• **Records to process**

######

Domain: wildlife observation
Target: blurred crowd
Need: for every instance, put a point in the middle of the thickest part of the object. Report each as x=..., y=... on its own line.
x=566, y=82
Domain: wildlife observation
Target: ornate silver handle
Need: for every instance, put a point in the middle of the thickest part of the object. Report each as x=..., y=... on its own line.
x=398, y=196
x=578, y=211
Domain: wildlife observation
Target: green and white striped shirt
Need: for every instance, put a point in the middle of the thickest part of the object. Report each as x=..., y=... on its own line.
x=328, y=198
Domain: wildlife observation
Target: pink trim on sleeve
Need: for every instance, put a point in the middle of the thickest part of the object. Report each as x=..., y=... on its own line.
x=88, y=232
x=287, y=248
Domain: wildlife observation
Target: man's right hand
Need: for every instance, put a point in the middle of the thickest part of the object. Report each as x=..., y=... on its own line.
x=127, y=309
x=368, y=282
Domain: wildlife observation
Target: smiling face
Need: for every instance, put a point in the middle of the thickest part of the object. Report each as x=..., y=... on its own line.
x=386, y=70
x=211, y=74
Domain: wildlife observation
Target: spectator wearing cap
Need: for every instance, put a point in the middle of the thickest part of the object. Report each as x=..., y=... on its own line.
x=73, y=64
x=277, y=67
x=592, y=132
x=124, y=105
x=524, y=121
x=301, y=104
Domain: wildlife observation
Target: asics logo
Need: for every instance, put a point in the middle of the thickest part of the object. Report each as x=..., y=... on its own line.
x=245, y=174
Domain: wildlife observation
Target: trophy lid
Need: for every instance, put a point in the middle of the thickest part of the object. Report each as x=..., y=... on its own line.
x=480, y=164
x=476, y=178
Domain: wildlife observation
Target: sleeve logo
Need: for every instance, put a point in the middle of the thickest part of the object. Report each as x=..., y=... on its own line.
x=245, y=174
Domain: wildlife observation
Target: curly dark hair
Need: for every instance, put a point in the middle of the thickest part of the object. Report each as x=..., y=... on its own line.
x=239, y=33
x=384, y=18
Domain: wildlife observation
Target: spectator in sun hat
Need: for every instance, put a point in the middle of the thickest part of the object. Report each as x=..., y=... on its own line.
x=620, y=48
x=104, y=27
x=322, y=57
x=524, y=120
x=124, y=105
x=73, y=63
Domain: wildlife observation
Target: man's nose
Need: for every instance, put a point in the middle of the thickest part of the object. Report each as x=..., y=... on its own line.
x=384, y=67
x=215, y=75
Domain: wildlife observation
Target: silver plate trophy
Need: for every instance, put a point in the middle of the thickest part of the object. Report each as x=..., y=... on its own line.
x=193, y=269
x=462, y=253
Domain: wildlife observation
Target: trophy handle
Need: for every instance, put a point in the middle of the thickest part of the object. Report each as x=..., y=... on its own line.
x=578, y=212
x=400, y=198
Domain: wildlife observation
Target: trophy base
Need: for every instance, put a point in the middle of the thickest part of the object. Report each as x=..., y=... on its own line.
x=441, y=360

######

• **Aim of the exercise**
Your answer should repeat every entry exactly.

• **Response to the exercise**
Domain: wildlife observation
Target: blurred crowd
Need: for every instance, put a point in the middle of the thickest part of the object. Report each as x=..., y=... on its own line.
x=566, y=82
Domain: wildlife observation
Target: ornate silver handle
Need: for every instance, put a point in the middle of the thickest part of the object. Report each as x=..., y=... on its own line.
x=398, y=196
x=578, y=211
Domain: wildlife observation
Target: green and white striped shirt
Need: for every instance, put a point in the middle of the thickest part of the object. Report each as x=..., y=... on its own line.
x=328, y=198
Domain: wildlife observation
Target: pink trim on sleeve
Need: for every instance, put a point in the middle of the thickest part of the object. Report each as x=..., y=... on its own line.
x=88, y=232
x=287, y=248
Domain: wildlife observation
Target: man's right hand
Need: for every instance, put a point in the middle of the thickest part of the object. Report each as x=..., y=... on its own line.
x=127, y=309
x=368, y=282
Domain: wildlife observation
Target: smiling face
Need: for every instance, put a point in the middle of the thickest part of the object. Report each as x=..., y=... on its own line.
x=386, y=70
x=211, y=74
Domain: wildlife observation
Target: spectator wearing cap
Need: for every instance, put a point in the middle of the thickest part of the object. Report each as x=..., y=... on its own line.
x=73, y=64
x=277, y=67
x=592, y=132
x=124, y=105
x=524, y=121
x=301, y=104
Domain: wildlife observation
Target: asics logo
Need: for every instance, put a point in the middle of the thickest part of the object. Report each as x=..., y=... on its own line.
x=245, y=174
Domain: wildlife observation
Target: trophy lid
Need: for every instance, put a point in the middle of the thickest part of the object. Report each as x=..., y=... on its own line.
x=480, y=164
x=476, y=178
Domain: wildlife observation
Target: sleeve logo
Need: for every instance, put a point in the middle of the thickest part of the object. Report each as x=..., y=... on its own line.
x=245, y=174
Domain: wildlife observation
Target: curly dark hair
Need: for every instance, put a point in the middle of the thickest part of the object. Report each as x=..., y=... on its own line.
x=239, y=33
x=384, y=18
Domain: wildlife observation
Target: spectator in sun hat
Need: for every instance, put a point in the middle of the thickest part of the object. Report each as x=..., y=... on its own line.
x=620, y=48
x=104, y=27
x=322, y=57
x=524, y=120
x=124, y=105
x=73, y=63
Domain: wildlife observation
Target: man's nose
Need: for every instance, put a point in the middle of the thickest part of the object. Report each as x=..., y=... on its own line.
x=384, y=67
x=215, y=75
Domain: wildlife observation
Target: silver plate trophy
Need: for every instance, put a point in the middle of the thickest part of the object. Report each as x=..., y=... on its own line.
x=193, y=269
x=462, y=253
Domain: wildlife observation
Target: trophy handle
Need: for every instance, put a point in the middle of the thickest part of the object. Report each as x=..., y=... on its own line.
x=578, y=212
x=400, y=198
Domain: wildlife observation
Target: trophy base
Need: for every instance, put a point in the middle of the thickest part of the object. Report each as x=..., y=... on its own line.
x=441, y=360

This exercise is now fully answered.